▶ **Your objective**
Search the records for the string "deer" and copy every line where it turns up.

[[ Records to process open ]]

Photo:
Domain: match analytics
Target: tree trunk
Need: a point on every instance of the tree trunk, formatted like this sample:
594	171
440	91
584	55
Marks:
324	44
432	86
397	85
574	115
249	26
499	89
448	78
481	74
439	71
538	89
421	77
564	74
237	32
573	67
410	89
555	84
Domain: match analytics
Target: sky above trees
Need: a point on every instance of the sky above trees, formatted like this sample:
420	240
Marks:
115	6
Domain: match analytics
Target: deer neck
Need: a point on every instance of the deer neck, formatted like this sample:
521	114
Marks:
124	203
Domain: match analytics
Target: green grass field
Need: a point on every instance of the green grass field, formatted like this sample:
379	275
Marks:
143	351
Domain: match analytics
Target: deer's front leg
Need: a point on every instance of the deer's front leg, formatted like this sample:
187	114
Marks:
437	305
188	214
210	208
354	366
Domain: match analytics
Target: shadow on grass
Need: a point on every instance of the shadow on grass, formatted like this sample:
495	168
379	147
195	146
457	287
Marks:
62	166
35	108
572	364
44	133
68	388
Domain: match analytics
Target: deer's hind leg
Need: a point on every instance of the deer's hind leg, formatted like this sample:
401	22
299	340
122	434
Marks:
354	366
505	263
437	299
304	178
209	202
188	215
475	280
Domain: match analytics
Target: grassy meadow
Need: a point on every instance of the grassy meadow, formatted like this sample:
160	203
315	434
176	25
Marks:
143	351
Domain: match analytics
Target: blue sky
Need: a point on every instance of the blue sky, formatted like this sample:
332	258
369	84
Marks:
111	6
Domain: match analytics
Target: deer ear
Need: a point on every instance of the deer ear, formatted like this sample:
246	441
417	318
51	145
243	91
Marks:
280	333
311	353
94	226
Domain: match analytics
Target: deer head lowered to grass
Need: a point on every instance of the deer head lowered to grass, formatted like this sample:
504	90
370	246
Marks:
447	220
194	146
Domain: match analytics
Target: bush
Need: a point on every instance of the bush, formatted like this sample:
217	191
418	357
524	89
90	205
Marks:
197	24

[[ Records to process closed ]]

▶ **Result for this task**
Target: deer neck
Need: a point on every instance of the deer neck, formatted like this sample:
Target: deer's front leg
Need: a point on every instance of the deer's front leg, formatted like this sample:
Target: deer's hind leg
Need: a point on every instance of the deer's hind leg, formatted like this sample:
Target: deer ear
Need: a point on every instance of the deer ear, formatted like this sample:
Target: deer head lowered to grass
Need: a point on every instance of the deer head lowered to grass, formatted like this sample:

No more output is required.